YOUR INSTRUCTIONS →
Output the rows as a two-column CSV with the header "row_text" and "answer", starting at the row that contains "Mark one point on every instance of the dock" and ending at the last row, both included. Give one line per row, with each value in a single quoted field and any line breaks replaced by spaces.

SUPPLIED RECORDS →

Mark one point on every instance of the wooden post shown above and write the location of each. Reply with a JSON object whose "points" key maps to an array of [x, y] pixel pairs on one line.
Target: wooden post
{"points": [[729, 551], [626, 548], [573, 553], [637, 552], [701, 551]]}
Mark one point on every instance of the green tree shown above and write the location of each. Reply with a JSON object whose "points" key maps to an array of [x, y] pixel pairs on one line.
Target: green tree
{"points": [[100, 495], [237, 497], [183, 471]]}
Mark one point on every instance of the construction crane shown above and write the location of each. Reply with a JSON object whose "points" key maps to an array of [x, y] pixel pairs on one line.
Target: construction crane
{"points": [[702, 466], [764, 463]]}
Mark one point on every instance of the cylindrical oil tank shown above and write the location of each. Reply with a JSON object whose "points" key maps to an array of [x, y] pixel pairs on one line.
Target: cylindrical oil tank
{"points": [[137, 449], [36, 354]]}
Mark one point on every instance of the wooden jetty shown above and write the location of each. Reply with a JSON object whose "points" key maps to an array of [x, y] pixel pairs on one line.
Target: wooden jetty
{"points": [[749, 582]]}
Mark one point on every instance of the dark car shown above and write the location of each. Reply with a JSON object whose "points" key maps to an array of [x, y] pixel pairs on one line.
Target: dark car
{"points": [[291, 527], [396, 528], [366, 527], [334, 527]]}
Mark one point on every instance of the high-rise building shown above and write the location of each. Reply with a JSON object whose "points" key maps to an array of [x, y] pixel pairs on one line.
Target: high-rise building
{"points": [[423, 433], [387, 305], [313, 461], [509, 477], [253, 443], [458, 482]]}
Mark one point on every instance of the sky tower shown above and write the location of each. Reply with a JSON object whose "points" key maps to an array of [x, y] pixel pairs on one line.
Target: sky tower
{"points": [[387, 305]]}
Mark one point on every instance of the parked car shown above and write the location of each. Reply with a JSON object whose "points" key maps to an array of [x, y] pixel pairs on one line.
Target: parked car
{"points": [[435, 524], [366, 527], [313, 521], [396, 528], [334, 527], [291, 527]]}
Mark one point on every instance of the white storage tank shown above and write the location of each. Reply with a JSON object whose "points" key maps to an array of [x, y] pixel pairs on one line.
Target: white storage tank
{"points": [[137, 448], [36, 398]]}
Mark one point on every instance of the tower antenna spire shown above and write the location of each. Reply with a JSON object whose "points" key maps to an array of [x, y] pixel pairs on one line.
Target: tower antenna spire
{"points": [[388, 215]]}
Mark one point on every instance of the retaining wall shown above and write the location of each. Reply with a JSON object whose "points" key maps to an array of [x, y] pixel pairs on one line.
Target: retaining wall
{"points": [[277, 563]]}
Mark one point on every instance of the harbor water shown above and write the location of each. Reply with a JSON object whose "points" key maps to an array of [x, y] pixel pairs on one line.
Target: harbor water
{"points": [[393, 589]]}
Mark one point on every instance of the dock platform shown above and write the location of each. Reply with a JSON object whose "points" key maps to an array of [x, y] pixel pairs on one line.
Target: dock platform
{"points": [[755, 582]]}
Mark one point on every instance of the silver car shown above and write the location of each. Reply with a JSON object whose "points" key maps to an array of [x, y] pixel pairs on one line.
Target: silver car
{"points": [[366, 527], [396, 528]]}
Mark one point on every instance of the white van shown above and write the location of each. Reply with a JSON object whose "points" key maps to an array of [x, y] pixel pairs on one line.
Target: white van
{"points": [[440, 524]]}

REPLY TO THE TASK →
row_text,answer
"Mark one point on every instance of the dock platform shown above and write the location of each. Reply with a JSON object whose ""points"" key maps to an array of [x, y] pixel pairs on one line. Target: dock platform","{""points"": [[755, 582]]}"
"Mark one point on every instance of the silver car shown above and write the location of each. Reply with a JSON object whose ""points"" key maps to an array of [x, y] pixel pairs on one line. Target: silver car","{""points"": [[366, 527], [396, 528]]}"
"Mark one point on every instance of the white van shown above and write the location of each. Reply with a JSON object whose ""points"" key maps to an array of [x, y] pixel pairs on one line. Target: white van","{""points"": [[440, 524]]}"